Prompt = Convert the lines of all the items below into a numbered list, omitting any blank lines.

++++ Data section ++++

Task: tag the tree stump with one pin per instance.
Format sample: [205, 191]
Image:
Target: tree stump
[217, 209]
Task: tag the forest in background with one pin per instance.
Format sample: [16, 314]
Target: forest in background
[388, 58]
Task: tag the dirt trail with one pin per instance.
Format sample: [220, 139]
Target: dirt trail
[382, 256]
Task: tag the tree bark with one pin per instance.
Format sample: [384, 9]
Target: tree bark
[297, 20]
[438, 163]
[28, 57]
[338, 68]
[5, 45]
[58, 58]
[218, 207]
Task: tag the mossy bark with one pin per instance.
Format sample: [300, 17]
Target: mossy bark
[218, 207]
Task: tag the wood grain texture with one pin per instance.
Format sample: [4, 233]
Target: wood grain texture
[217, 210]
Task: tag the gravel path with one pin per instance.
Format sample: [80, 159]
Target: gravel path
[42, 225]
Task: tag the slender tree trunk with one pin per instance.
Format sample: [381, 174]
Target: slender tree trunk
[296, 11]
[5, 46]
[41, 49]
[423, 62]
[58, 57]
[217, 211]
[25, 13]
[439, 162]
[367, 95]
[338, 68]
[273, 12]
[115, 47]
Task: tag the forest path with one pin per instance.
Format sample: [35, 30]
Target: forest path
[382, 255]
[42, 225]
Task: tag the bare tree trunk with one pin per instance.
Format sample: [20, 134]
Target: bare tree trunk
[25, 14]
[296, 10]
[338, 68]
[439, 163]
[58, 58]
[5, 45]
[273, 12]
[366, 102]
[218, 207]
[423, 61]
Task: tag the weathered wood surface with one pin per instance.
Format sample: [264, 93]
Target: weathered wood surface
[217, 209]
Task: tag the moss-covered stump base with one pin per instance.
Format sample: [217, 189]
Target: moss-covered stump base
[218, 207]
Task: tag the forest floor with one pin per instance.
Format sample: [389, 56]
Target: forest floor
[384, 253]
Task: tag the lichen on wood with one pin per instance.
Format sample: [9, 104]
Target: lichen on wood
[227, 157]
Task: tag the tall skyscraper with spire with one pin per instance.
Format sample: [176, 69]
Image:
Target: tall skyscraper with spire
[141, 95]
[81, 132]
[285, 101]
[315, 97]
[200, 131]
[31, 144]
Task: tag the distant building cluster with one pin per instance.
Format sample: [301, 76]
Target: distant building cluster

++++

Response to the task =
1. Task: tag the tree stump with one pin per instance.
2. Format sample: [205, 191]
3. Image:
4. Target: tree stump
5. [217, 209]
6. Task: tag the forest in background with one pin per instance.
7. Format sample: [16, 314]
8. Target: forest in background
9. [388, 58]
10. Task: tag the dirt trail with one pin per instance.
11. Format sample: [220, 139]
12. Target: dirt trail
13. [382, 256]
14. Task: tag the tree bark with one pin per instance.
15. Format sample: [384, 9]
16. Target: tree bark
17. [297, 20]
18. [438, 163]
19. [28, 57]
20. [338, 68]
21. [5, 45]
22. [58, 58]
23. [218, 207]
24. Task: tag the mossy bark with one pin per instance.
25. Format sample: [300, 17]
26. Target: mossy bark
27. [218, 207]
28. Task: tag the wood grain texture with one pin per instance.
29. Format sample: [4, 233]
30. Target: wood grain texture
31. [217, 210]
32. Task: tag the gravel path with one pin per instance.
33. Format sample: [80, 159]
34. Target: gravel path
35. [42, 225]
36. Task: tag the slender tree trunk with one pin per instance.
37. Format sample: [381, 174]
38. Target: slender tree trunk
39. [296, 11]
40. [5, 46]
41. [41, 49]
42. [423, 62]
43. [58, 57]
44. [217, 211]
45. [25, 13]
46. [439, 162]
47. [367, 95]
48. [338, 68]
49. [273, 12]
50. [115, 47]
51. Task: tag the forest path with one pin per instance.
52. Format sample: [35, 30]
53. Target: forest path
54. [382, 255]
55. [42, 225]
56. Task: tag the bare tree trunk with one pin per instance.
57. Format sample: [20, 134]
58. Target: bare tree trunk
59. [25, 14]
60. [296, 10]
61. [338, 68]
62. [439, 163]
63. [58, 58]
64. [5, 45]
65. [273, 12]
66. [366, 102]
67. [218, 207]
68. [423, 61]
69. Task: tag the weathered wood surface with one pin per instance.
70. Format sample: [264, 93]
71. Target: weathered wood surface
72. [217, 209]
73. Task: tag the moss-covered stump base with one pin per instance.
74. Format sample: [217, 189]
75. Target: moss-covered stump base
76. [218, 207]
77. Task: tag the forest floor with one pin per instance.
78. Format sample: [389, 56]
79. Target: forest floor
80. [384, 253]
81. Task: tag the lichen on wood with one pin per instance.
82. Format sample: [9, 104]
83. Target: lichen on wood
84. [227, 157]
85. Task: tag the tall skyscraper with spire with one pin per instance.
86. Format sample: [176, 69]
87. Image:
88. Target: tall skyscraper with spire
89. [141, 95]
90. [81, 132]
91. [285, 101]
92. [315, 97]
93. [200, 131]
94. [31, 144]
95. Task: tag the distant building cluster with one pin per instance.
96. Format sample: [301, 76]
97. Target: distant building cluster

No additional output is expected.